[Spatial annotation records]
## BEGIN
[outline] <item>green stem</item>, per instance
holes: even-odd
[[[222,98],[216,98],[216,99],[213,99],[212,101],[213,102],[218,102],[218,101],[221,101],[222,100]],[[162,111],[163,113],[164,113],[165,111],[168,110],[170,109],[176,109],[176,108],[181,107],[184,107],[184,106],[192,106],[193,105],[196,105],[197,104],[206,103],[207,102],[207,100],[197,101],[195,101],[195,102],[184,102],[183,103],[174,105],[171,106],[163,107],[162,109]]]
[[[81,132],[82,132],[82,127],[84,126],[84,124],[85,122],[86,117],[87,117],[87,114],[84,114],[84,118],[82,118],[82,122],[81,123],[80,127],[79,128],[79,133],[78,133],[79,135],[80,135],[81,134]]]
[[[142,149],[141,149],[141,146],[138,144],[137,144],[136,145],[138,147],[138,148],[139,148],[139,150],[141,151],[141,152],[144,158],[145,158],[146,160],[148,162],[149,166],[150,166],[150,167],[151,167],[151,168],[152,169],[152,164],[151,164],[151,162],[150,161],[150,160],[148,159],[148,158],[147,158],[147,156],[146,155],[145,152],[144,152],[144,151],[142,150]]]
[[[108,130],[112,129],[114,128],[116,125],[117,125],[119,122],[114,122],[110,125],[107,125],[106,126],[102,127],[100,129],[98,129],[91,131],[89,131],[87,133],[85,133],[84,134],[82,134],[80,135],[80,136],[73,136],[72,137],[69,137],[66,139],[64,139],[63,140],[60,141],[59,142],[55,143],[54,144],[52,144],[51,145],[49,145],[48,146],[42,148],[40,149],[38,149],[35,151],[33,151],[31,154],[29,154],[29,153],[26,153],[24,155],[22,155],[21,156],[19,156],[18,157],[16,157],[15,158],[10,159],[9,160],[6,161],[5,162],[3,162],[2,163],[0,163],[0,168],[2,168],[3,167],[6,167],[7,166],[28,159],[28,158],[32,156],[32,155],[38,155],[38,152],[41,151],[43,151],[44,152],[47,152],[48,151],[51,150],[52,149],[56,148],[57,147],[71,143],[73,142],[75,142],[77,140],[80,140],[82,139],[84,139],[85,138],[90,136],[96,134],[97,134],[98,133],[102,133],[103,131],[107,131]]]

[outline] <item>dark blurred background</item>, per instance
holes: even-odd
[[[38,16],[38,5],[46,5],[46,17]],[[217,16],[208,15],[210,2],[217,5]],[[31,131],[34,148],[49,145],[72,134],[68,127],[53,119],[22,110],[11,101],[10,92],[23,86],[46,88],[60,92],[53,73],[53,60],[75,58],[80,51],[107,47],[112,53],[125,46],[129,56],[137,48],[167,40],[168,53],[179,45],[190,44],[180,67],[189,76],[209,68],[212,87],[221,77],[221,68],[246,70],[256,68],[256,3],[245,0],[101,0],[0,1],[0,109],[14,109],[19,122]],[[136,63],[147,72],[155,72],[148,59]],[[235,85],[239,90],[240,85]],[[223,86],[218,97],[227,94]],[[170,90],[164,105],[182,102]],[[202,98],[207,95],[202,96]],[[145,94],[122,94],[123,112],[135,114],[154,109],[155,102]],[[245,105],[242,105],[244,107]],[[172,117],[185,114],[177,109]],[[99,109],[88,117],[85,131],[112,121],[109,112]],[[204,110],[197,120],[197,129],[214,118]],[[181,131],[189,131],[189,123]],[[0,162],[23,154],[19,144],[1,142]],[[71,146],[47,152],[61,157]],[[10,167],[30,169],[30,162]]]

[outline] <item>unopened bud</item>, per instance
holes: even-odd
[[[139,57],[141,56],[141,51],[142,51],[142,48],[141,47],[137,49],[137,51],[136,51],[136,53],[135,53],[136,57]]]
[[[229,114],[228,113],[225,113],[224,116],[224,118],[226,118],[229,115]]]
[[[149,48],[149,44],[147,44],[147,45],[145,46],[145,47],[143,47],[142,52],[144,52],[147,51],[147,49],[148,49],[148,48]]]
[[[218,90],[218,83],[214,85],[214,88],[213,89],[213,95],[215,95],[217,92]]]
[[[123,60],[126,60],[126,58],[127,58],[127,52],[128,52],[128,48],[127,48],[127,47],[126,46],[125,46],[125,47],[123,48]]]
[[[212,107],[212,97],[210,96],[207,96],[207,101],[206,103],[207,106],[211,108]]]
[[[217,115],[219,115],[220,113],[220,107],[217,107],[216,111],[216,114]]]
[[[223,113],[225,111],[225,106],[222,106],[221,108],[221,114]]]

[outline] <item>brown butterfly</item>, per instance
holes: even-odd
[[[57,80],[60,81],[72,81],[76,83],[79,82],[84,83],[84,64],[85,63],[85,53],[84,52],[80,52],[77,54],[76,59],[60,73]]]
## END
Your task is to print all of the records exactly.

• [Output for this task]:
[outline] <item>green stem</item>, per instance
holes: even-odd
[[[222,98],[216,98],[216,99],[213,99],[212,101],[213,102],[218,102],[218,101],[221,101],[222,100]],[[162,111],[163,113],[164,113],[165,111],[168,110],[170,109],[176,109],[176,108],[181,107],[184,107],[184,106],[192,106],[193,105],[196,105],[197,104],[206,103],[207,102],[207,100],[197,101],[195,101],[195,102],[184,102],[183,103],[174,105],[171,106],[163,107],[162,109]]]
[[[81,132],[82,132],[82,127],[84,126],[84,124],[85,122],[86,117],[87,117],[87,114],[84,114],[84,118],[82,118],[82,122],[81,123],[80,127],[79,128],[79,133],[78,133],[79,135],[80,135],[81,134]]]
[[[142,149],[141,149],[141,146],[138,144],[137,144],[136,145],[138,147],[138,148],[139,148],[139,150],[141,151],[141,152],[144,158],[145,158],[146,160],[148,162],[149,166],[150,166],[150,167],[151,167],[151,168],[152,169],[152,164],[151,164],[151,162],[150,161],[150,160],[148,159],[148,158],[147,158],[147,156],[146,155],[145,152],[144,152],[144,151],[142,150]]]
[[[108,130],[112,129],[114,128],[116,125],[117,125],[119,122],[114,122],[110,125],[107,125],[106,126],[102,127],[100,129],[98,129],[91,131],[89,131],[87,133],[85,133],[84,134],[82,134],[80,135],[80,136],[73,136],[72,137],[69,137],[66,139],[64,139],[63,140],[60,141],[59,142],[55,143],[54,144],[52,144],[51,145],[49,145],[48,146],[42,148],[40,149],[38,149],[35,151],[33,151],[31,154],[29,154],[29,153],[26,153],[24,155],[22,155],[21,156],[19,156],[18,157],[16,157],[15,158],[10,159],[9,160],[6,161],[5,162],[3,162],[2,163],[0,163],[0,168],[2,168],[3,167],[6,167],[7,166],[28,159],[28,158],[32,156],[32,155],[38,155],[38,152],[41,151],[43,151],[44,152],[47,152],[48,151],[51,150],[52,149],[56,148],[57,147],[71,143],[73,142],[75,142],[77,140],[80,140],[82,139],[84,139],[85,138],[90,136],[96,134],[97,134],[98,133],[102,133],[103,131],[107,131]]]

[outline] <item>dark blurred background</item>, per instance
holes: even-odd
[[[38,16],[38,5],[46,5],[46,17]],[[217,16],[208,15],[210,2],[217,5]],[[31,131],[34,148],[49,145],[72,134],[68,127],[53,119],[22,110],[11,101],[10,92],[23,86],[46,88],[60,92],[53,73],[53,60],[75,58],[80,51],[107,47],[112,53],[125,46],[129,56],[137,48],[167,40],[168,53],[179,45],[190,44],[180,67],[189,76],[209,68],[212,87],[221,77],[221,68],[246,70],[256,68],[256,3],[245,0],[101,0],[0,1],[0,109],[14,109],[19,122]],[[136,63],[147,72],[155,72],[148,59]],[[235,85],[239,90],[240,85]],[[223,86],[218,97],[227,94]],[[170,90],[164,105],[182,102]],[[202,98],[207,95],[202,96]],[[145,94],[122,94],[123,112],[135,114],[154,109],[155,102]],[[245,105],[242,105],[244,107]],[[172,117],[185,114],[177,109]],[[99,109],[88,117],[85,131],[112,121],[109,112]],[[204,110],[197,120],[197,129],[214,118]],[[181,131],[189,131],[189,123]],[[0,162],[23,154],[19,144],[1,142]],[[71,146],[47,152],[61,157]],[[10,167],[30,169],[30,162]]]

[outline] <item>unopened bud</item>, per instance
holes: even-odd
[[[139,57],[141,56],[141,51],[142,51],[142,48],[141,47],[137,49],[137,51],[136,51],[136,53],[135,53],[136,57]]]
[[[229,114],[228,113],[225,113],[224,116],[224,118],[226,118],[229,115]]]
[[[149,48],[149,44],[147,44],[147,45],[145,46],[145,47],[143,47],[142,52],[144,52],[147,51],[147,49],[148,49],[148,48]]]
[[[218,90],[218,83],[214,85],[214,88],[213,89],[213,95],[215,95],[217,92]]]
[[[123,60],[126,60],[126,58],[127,58],[127,52],[128,52],[128,48],[127,48],[127,47],[126,46],[125,46],[125,47],[123,48]]]
[[[212,107],[212,97],[210,96],[207,96],[207,101],[206,103],[207,106],[211,108]]]
[[[217,115],[219,115],[220,113],[220,107],[217,107],[216,111],[216,114]]]
[[[223,113],[225,111],[225,106],[222,106],[221,108],[221,114]]]

[outline] <item>brown butterfly</item>, per instance
holes: even-odd
[[[57,80],[60,81],[72,81],[76,83],[79,82],[84,83],[84,64],[85,63],[85,53],[84,52],[80,52],[77,54],[76,59],[60,73]]]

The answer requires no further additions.